*DATA FOR THE TASK*.
[Start]
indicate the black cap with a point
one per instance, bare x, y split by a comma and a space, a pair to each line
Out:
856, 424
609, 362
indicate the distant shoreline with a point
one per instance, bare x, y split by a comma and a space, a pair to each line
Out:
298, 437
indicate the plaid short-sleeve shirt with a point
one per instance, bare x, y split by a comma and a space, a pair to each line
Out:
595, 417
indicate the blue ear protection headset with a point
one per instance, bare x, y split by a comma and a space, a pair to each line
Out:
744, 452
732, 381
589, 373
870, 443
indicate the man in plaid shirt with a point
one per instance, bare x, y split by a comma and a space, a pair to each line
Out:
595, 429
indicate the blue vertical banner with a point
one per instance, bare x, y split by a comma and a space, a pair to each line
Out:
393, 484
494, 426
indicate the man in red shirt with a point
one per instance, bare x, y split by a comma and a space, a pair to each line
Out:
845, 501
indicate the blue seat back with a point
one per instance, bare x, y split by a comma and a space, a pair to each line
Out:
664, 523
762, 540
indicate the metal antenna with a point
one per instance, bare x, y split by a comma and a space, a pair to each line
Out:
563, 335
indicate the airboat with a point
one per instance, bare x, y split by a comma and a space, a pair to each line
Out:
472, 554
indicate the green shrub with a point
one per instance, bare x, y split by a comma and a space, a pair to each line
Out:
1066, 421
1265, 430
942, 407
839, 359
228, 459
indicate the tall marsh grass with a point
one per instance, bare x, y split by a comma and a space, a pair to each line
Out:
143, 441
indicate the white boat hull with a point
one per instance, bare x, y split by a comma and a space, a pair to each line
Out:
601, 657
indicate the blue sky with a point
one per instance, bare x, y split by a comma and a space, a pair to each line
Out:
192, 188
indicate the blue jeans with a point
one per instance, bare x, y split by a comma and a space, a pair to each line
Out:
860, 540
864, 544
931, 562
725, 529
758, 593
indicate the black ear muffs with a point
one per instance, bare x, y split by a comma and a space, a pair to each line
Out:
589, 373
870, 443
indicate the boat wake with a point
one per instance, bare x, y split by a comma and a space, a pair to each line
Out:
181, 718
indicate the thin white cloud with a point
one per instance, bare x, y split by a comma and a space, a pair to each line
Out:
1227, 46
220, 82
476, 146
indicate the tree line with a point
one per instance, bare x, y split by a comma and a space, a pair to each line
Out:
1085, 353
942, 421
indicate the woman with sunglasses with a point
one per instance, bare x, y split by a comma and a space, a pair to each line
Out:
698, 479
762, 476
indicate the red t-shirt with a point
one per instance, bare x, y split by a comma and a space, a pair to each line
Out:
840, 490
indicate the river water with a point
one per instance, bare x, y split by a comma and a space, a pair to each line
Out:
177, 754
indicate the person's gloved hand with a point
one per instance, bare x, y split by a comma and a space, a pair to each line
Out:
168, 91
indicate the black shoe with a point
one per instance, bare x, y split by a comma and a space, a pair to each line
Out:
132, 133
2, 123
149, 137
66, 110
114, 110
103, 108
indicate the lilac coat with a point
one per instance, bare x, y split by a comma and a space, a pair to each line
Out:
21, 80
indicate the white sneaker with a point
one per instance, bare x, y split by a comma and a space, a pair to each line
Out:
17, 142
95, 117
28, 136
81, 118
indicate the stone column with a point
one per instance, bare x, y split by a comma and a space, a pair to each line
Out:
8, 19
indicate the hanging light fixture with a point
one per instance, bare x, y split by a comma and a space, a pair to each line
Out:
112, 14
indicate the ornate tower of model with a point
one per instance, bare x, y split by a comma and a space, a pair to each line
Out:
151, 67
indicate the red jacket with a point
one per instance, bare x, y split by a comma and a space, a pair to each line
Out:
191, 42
[End]
*PROBLEM REQUIREMENTS*. Please quote the records above word for word, from the line holding "indicate the red t-shirt with a point" through the last line of the records, both ends included.

*REPLY TO THE EXERCISE*.
indicate the red t-shirt with a point
one per instance, bare x, y split by a comma and a space, a pair to each line
Out:
840, 490
indicate the river water with a point
one per instance, bare x, y split by a comma and a space, a pair to each line
Out:
177, 754
indicate the person's gloved hand with a point
one per instance, bare x, y split by a comma and a space, a pair to each line
Out:
168, 91
indicate the black shoe with a point
one per instance, bare x, y split by a comma and a space, a pair to each line
Out:
132, 133
2, 123
149, 137
66, 110
114, 110
103, 108
indicate the lilac coat with a point
one per instance, bare x, y split by a comma and a space, a pair to each line
Out:
21, 80
indicate the white sneaker with a point
one per instance, bare x, y split by a comma and a space, a pair to each line
Out:
17, 142
95, 117
28, 136
81, 118
indicate the stone column with a point
one per instance, bare x, y split by a comma and a space, a pair to each line
Out:
8, 19
indicate the hanging light fixture with a point
one per instance, bare x, y split by a comma and a space, a pair to each line
Out:
112, 14
indicate the ornate tower of model with a point
one per instance, bare x, y split by a comma and a space, a pair to each line
Out:
151, 67
indicate the red jacket with a point
one per instance, bare x, y split by a comma and a space, a pair to each line
Out:
191, 42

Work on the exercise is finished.